(Work instruction) Set down every record below exactly as it stands, leaving out the pictures.

______

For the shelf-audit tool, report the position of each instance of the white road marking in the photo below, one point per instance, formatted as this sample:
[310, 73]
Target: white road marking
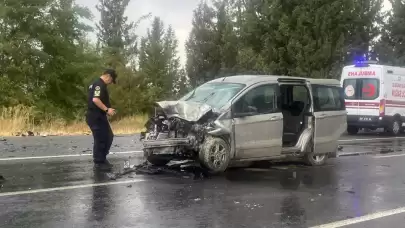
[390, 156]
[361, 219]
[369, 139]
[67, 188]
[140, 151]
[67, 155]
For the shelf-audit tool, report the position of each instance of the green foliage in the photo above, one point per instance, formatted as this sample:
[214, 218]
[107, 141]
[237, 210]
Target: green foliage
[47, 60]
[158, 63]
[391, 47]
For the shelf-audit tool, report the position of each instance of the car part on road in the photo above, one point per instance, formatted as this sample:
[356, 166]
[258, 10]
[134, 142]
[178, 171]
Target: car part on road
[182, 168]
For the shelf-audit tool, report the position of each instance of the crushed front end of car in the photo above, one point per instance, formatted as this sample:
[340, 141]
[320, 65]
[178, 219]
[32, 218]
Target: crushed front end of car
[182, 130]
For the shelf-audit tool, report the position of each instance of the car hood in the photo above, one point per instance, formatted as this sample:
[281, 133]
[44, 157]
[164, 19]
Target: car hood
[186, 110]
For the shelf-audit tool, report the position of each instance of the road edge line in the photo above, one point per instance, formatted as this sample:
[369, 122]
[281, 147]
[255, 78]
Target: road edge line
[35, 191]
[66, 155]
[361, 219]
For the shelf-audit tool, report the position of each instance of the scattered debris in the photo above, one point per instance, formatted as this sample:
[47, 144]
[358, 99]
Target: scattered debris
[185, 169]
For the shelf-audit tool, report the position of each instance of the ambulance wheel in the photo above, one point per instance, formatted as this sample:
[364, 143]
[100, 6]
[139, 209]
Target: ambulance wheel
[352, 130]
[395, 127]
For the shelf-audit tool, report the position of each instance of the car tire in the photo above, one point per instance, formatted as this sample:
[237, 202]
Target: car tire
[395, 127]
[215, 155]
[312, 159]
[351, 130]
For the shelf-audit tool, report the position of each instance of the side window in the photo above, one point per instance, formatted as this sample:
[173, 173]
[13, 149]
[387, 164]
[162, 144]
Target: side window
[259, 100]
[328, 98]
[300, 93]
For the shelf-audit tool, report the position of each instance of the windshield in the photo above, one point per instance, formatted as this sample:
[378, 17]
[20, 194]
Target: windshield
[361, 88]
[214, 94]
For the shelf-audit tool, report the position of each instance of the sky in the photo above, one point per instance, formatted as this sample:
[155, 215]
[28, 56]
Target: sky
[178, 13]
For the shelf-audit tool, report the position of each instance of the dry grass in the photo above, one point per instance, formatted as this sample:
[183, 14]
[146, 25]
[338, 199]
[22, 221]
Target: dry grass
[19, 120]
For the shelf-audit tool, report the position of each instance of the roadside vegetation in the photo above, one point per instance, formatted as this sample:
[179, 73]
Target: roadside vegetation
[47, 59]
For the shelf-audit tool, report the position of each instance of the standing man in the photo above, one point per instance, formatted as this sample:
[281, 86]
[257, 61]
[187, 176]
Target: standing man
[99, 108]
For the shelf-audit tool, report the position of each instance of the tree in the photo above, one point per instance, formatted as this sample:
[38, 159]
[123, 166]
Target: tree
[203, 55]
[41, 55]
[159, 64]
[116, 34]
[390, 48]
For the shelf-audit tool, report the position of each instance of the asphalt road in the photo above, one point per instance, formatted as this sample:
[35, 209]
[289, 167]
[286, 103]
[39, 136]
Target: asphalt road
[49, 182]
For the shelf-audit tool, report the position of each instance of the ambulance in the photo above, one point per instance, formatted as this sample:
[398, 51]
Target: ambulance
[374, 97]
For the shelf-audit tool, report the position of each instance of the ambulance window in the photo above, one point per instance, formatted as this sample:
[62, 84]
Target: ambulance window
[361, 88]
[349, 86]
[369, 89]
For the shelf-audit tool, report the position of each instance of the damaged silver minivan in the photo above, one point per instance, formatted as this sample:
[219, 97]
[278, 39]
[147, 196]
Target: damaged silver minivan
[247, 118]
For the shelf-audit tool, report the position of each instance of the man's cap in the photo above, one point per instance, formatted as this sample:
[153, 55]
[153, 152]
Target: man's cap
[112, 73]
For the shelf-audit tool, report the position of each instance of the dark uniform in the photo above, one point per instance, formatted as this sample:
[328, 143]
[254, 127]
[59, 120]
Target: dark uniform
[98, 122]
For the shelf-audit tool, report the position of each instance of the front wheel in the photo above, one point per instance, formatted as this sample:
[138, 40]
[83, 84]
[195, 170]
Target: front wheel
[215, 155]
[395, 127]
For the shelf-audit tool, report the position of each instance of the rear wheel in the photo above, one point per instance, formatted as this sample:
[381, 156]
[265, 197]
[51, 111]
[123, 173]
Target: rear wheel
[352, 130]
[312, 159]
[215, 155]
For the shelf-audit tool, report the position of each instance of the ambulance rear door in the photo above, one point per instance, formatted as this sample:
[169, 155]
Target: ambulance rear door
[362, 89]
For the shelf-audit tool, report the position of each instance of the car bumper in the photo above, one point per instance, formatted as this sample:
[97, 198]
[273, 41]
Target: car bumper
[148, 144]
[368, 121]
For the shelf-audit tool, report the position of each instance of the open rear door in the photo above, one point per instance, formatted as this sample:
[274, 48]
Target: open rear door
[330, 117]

______

(Solution to this problem)
For the shelf-audit tool, report the position of each instance of the white road marking in the photo below, one point per instance, formatted as this sample:
[310, 73]
Target: white road marking
[390, 156]
[361, 219]
[369, 139]
[67, 188]
[140, 151]
[67, 155]
For the shelf-audit tool, report the position of each instance of the green foliage in the photo above, one point per instance, formatted as this sample:
[214, 218]
[107, 141]
[237, 210]
Target: green foliage
[47, 60]
[158, 63]
[391, 47]
For the shelf-audit tool, report the position of each instance of the car part on road in the photo above, one point per instance, formatted as this sample:
[356, 166]
[258, 10]
[134, 142]
[178, 171]
Target: car part on road
[182, 168]
For the shelf-audit tool, report the position of each instance of the crushed front end of car in the photo above, one point per instance, formatted as this sample:
[340, 141]
[320, 65]
[178, 219]
[32, 218]
Target: crushed front end of car
[182, 130]
For the shelf-audit tool, report the position of each instance of the car hood in the photo above, one point per instance, formatted as this sample:
[281, 133]
[44, 157]
[164, 19]
Target: car hood
[186, 110]
For the shelf-audit tool, report the position of each instance of the road edge line in the photo above, one point per instance, formatted as this sample:
[369, 122]
[281, 147]
[255, 78]
Target: road edge line
[35, 191]
[66, 155]
[361, 219]
For the shelf-audit tool, report the position of each instance of the scattered debris in the photo above, one point per instance, formatted as this sample:
[47, 144]
[358, 99]
Target: scattered debris
[185, 169]
For the shelf-audit tool, report the position of each instance of the ambulance wheel in the photo above, one point per instance, formatted as this sample:
[364, 143]
[100, 6]
[139, 209]
Target: ambulance wheel
[352, 130]
[395, 127]
For the shelf-audit tool, report the position of each instance of the car tire in the photo above, one point per instance, formatted as this sample:
[237, 202]
Target: car tire
[395, 127]
[215, 155]
[312, 159]
[351, 130]
For the shelf-audit tool, report the position of each instance of the side window in the photo above, one point per instance, formatted as this sample:
[173, 173]
[13, 149]
[387, 164]
[162, 144]
Target: side window
[259, 100]
[328, 98]
[300, 93]
For the shelf-audit tool, report the position of each instance of the windshield in the photo above, one point per instance, formatted as this sample:
[378, 17]
[20, 194]
Target: windshield
[361, 88]
[214, 94]
For the shelf-audit tool, report the position of each instance of the sky in the photo above, one point per instance, formatted as this sample:
[155, 215]
[28, 56]
Target: sky
[178, 13]
For the shelf-audit tool, report the position of each instance of the dry grass in the photo above, one point per instance, formatted as this sample:
[183, 14]
[146, 25]
[338, 199]
[22, 221]
Target: dry grass
[19, 120]
For the shelf-audit tool, report the position of each instance of the roadside vegetation in the photo above, one point per instance, formatted as this sample:
[179, 73]
Target: roadside vegetation
[47, 59]
For the shelf-audit tool, report the position of each instance of the standing man in the photo above, one point per instance, formatted as this sample:
[281, 86]
[257, 61]
[187, 176]
Target: standing man
[99, 108]
For the shelf-audit tool, report the position of each instance of the tree in the photo above, one point per instance, formatted as this sample:
[38, 159]
[123, 166]
Target: tree
[203, 55]
[41, 55]
[159, 64]
[116, 34]
[390, 48]
For the shelf-audit tool, report the position of each instance of the asphalt road in the photo above, one point per instance, formatted as this sample:
[35, 209]
[289, 167]
[286, 103]
[39, 136]
Target: asphalt road
[49, 182]
For the shelf-audit tool, report the position of each instance of the ambulance in the photo above, one point per instance, formatted as this sample:
[398, 51]
Target: ambulance
[374, 97]
For the shelf-audit tool, report the position of each instance of the ambulance window in the photo above, one point per instance, formatted as this sample:
[62, 84]
Target: ambulance window
[361, 88]
[349, 86]
[369, 89]
For the shelf-audit tool, report the position of each instance of the damaged silver minivan in the photo above, one point per instance, formatted as this sample:
[219, 97]
[278, 39]
[147, 196]
Target: damaged silver minivan
[247, 118]
For the shelf-audit tool, report the position of each instance of the man's cap in the photo above, one point per instance, formatted as this sample:
[153, 55]
[153, 152]
Target: man's cap
[112, 73]
For the shelf-audit tool, report the position of each instance of the dark uniform in the photo above, one point per instance, formatted as this sample:
[328, 143]
[254, 127]
[59, 120]
Target: dark uniform
[98, 122]
For the shelf-audit tool, report the position of each instance of the front wheel in the photo above, one point per instance, formatted as this sample:
[138, 40]
[83, 84]
[195, 170]
Target: front wheel
[215, 155]
[395, 127]
For the shelf-audit tool, report the position of each instance of the rear wheel in the photo above, one point per instance, formatted as this sample:
[381, 156]
[265, 197]
[51, 111]
[123, 173]
Target: rear wheel
[352, 130]
[312, 159]
[215, 155]
For the shelf-audit tool, report the position of each instance of the ambulance rear door in the photo above, one point per instance, formatted as this sample:
[169, 155]
Target: ambulance rear door
[362, 89]
For the shelf-audit tool, report the position of each instance of the car bumper in the photo above, one point per instance, formatted as this sample:
[97, 198]
[273, 41]
Target: car bumper
[148, 144]
[368, 121]
For the shelf-audit tool, report the position of each instance of the open rear door in the photo above, one point per instance, formatted as this sample:
[274, 48]
Target: open rear door
[330, 117]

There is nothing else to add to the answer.